[Given data]
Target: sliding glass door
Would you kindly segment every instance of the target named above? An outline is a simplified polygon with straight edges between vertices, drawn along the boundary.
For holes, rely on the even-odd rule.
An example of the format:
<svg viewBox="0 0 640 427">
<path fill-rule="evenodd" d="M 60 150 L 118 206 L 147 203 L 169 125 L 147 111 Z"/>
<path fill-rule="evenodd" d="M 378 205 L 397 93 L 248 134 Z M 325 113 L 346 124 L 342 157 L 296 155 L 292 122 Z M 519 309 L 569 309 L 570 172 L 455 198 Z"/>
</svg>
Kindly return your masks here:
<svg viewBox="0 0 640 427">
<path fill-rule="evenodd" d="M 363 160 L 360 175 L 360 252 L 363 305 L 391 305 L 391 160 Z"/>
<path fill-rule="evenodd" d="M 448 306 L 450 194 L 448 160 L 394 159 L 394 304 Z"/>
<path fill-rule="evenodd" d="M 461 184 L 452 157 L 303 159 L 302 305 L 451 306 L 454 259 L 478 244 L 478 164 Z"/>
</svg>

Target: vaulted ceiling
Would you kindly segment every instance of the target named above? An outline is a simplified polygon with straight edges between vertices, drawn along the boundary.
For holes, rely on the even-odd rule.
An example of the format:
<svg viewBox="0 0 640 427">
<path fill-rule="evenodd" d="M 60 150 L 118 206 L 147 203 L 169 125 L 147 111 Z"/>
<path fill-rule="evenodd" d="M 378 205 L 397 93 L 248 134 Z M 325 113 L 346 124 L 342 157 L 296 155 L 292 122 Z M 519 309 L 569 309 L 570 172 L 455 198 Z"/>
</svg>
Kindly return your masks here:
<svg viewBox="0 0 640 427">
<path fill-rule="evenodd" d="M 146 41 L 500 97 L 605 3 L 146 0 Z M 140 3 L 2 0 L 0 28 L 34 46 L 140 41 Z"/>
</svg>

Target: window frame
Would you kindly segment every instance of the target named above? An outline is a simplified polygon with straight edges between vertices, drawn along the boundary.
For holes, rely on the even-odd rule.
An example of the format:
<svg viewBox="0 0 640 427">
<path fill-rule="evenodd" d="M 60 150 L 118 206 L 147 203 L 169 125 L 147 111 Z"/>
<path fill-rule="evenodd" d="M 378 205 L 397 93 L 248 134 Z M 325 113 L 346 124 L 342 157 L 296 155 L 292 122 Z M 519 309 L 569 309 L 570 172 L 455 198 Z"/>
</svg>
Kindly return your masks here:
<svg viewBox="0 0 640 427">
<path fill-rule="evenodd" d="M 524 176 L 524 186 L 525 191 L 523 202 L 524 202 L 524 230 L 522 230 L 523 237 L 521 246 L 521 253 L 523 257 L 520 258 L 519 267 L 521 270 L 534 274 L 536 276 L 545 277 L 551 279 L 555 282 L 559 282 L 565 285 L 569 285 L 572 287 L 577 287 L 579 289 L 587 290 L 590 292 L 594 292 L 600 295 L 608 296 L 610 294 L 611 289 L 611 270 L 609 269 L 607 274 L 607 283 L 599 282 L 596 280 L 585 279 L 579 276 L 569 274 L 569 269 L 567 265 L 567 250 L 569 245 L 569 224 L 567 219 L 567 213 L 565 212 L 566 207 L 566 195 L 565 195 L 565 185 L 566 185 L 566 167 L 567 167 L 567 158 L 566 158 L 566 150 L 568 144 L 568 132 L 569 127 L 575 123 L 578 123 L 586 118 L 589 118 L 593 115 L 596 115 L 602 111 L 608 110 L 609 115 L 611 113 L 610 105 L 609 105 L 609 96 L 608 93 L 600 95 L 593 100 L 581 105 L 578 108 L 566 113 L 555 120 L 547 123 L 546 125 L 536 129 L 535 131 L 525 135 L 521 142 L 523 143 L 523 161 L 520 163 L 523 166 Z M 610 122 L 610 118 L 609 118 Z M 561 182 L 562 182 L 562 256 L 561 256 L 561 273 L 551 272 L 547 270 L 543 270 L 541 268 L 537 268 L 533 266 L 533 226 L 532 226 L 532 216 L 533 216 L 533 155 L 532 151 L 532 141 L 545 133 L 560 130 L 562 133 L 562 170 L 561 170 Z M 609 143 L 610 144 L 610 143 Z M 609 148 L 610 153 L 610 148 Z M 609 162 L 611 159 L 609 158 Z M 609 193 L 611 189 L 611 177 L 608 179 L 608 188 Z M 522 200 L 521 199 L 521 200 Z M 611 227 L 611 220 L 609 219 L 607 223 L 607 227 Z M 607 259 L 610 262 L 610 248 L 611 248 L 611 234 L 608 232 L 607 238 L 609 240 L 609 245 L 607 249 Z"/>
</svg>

[Assignment] Copy every record above exactly as it appears.

[Answer for this exercise]
Target: sliding glass door
Would you kindly segment every instance of the target named above? An outline is a simplified polygon with straight edges between vertices, drawn along the boundary.
For holes, rely on the even-odd rule.
An example of the format:
<svg viewBox="0 0 640 427">
<path fill-rule="evenodd" d="M 60 150 L 118 206 L 147 203 L 169 125 L 147 111 Z"/>
<path fill-rule="evenodd" d="M 378 205 L 397 93 L 248 134 Z M 325 113 L 346 124 L 342 157 L 296 155 L 292 122 Z M 519 309 L 569 309 L 570 172 L 455 198 Z"/>
</svg>
Kindly return your masks here:
<svg viewBox="0 0 640 427">
<path fill-rule="evenodd" d="M 363 160 L 360 175 L 360 252 L 363 305 L 391 305 L 391 160 Z"/>
<path fill-rule="evenodd" d="M 448 306 L 450 194 L 448 160 L 394 159 L 394 304 Z"/>
<path fill-rule="evenodd" d="M 461 184 L 452 157 L 303 159 L 302 305 L 451 306 L 454 259 L 478 244 L 478 164 Z"/>
</svg>

Target: vaulted ceiling
Would you kindly segment every instance of the target named above? An outline is a simplified polygon with straight edges between vertices, drawn along the boundary.
For holes, rely on the even-odd rule.
An example of the format:
<svg viewBox="0 0 640 427">
<path fill-rule="evenodd" d="M 60 150 L 118 206 L 147 203 L 169 125 L 147 111 Z"/>
<path fill-rule="evenodd" d="M 378 205 L 397 93 L 248 134 Z M 325 113 L 346 124 L 342 157 L 296 155 L 292 122 Z M 519 309 L 569 309 L 570 172 L 455 198 Z"/>
</svg>
Kindly return your masks here:
<svg viewBox="0 0 640 427">
<path fill-rule="evenodd" d="M 146 41 L 500 97 L 605 3 L 146 0 Z M 140 3 L 2 0 L 0 28 L 34 46 L 140 41 Z"/>
</svg>

Target: window frame
Would you kindly segment every instance of the target named above? An outline is a simplified polygon with straight edges between vertices, drawn along the boundary.
For holes, rely on the even-odd rule.
An example of the format:
<svg viewBox="0 0 640 427">
<path fill-rule="evenodd" d="M 60 150 L 118 206 L 147 203 L 169 125 L 147 111 Z"/>
<path fill-rule="evenodd" d="M 378 205 L 397 93 L 248 134 Z M 325 113 L 346 124 L 342 157 L 296 155 L 292 122 Z M 519 309 L 569 309 L 570 172 L 455 198 Z"/>
</svg>
Kindly return your masks here:
<svg viewBox="0 0 640 427">
<path fill-rule="evenodd" d="M 524 176 L 524 186 L 525 191 L 523 202 L 524 202 L 524 230 L 522 230 L 523 237 L 521 246 L 521 253 L 523 257 L 520 258 L 519 267 L 521 270 L 534 274 L 536 276 L 545 277 L 551 279 L 555 282 L 559 282 L 565 285 L 569 285 L 572 287 L 577 287 L 579 289 L 587 290 L 590 292 L 594 292 L 600 295 L 608 296 L 610 294 L 611 289 L 611 270 L 609 269 L 607 274 L 607 283 L 599 282 L 596 280 L 585 279 L 579 276 L 569 274 L 569 269 L 567 265 L 567 250 L 569 245 L 569 224 L 567 219 L 567 213 L 565 212 L 566 207 L 566 195 L 565 195 L 565 185 L 566 185 L 566 167 L 567 167 L 567 158 L 566 158 L 566 150 L 568 144 L 568 132 L 569 127 L 575 123 L 578 123 L 586 118 L 589 118 L 593 115 L 596 115 L 602 111 L 608 110 L 609 115 L 611 113 L 610 105 L 609 105 L 609 96 L 608 93 L 600 95 L 593 100 L 581 105 L 578 108 L 566 113 L 555 120 L 547 123 L 546 125 L 536 129 L 535 131 L 525 135 L 521 142 L 523 143 L 523 161 L 520 163 L 523 166 Z M 610 122 L 610 118 L 609 118 Z M 561 182 L 562 182 L 562 256 L 561 256 L 561 273 L 551 272 L 547 270 L 543 270 L 541 268 L 537 268 L 533 266 L 533 226 L 532 226 L 532 216 L 533 216 L 533 155 L 532 151 L 532 141 L 545 133 L 560 130 L 562 133 L 562 170 L 561 170 Z M 609 143 L 610 144 L 610 143 Z M 609 148 L 610 153 L 610 148 Z M 609 162 L 611 159 L 609 158 Z M 609 193 L 611 189 L 611 177 L 608 179 L 608 188 Z M 522 200 L 521 199 L 521 200 Z M 611 227 L 611 220 L 609 219 L 607 223 L 607 227 Z M 607 259 L 610 262 L 610 248 L 611 248 L 611 234 L 608 232 L 607 238 L 609 240 L 609 245 L 607 249 Z"/>
</svg>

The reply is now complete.